**TEXT SEGMENT**
Stapac Jakarta is one of Indonesia's top basketball clubs. They have won 13 national championships, entering the finals of the top-tier domestic competition started from Kobatama and IBL, since its founding in 1986. Historically, the team has sent about half of its players to represent Indonesia in international basketball.

History 
Formerly known as XL ASPAC Texmaco Jakarta, the team renamed itself with the entry of a new main sponsor, the computer giant Dell. From 2003 to 2007, Aspac has appeared in the finals of the now-defunct Indonesian Basketball League, losing in 2004, 2006, and 2007 to Jakarta rivals Satria Muda. In 2005, Aspac became the first professional basketball team to finish undefeated (22–0) in a top-tier Indonesian league by beating Satria Muda, 2–0, in a best-of-three showdown. They also became the first team to win the Indonesian championship five times. They have defunct since 2020 because most of their players were called up to national team.

**THE EXERCISE**
Continue the passage on the Stapac Jakarta basketball club from the point where it stops, writing the next paragraph or two in the same encyclopedic style.

**INFORMATION PROVIDED**

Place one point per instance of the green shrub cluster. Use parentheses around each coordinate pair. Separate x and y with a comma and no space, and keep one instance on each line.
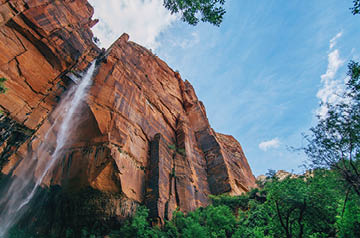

**OUTPUT**
NBL Era

IBL Era

Achievements 
FIBA Asia Champions Cup
Third place (1): 1997

History

Mario, Andi, Thoyib, and Denny Era (1997–2009) 
This is the beginning of Aspac dominance in Indonesian basketball. It started with stars Andi and Denny in 2000. Aspac became champion of KOBATAMA for the first time under their strong play. Then, came a young Indonesian named Mario Wuysang who spent his childhood in the US and played for Indiana University – Purdue University Fort Wayne of the NCAA Division II. Mario Wuysang was eventually regarded as the best Indonesian point guard ever. The joining of Mario Wuysang gave a big impact to Aspac, bringing in two IBL titles in 2003 and 2005. Isman Thoyib who was 2.01 meters tall, which was considered very tall in Indonesia at that time, also provided a great interior presence. Under the stellar play of their stars, Aspac was always a favorite to win the title.

Xaverius Era (2010–2015)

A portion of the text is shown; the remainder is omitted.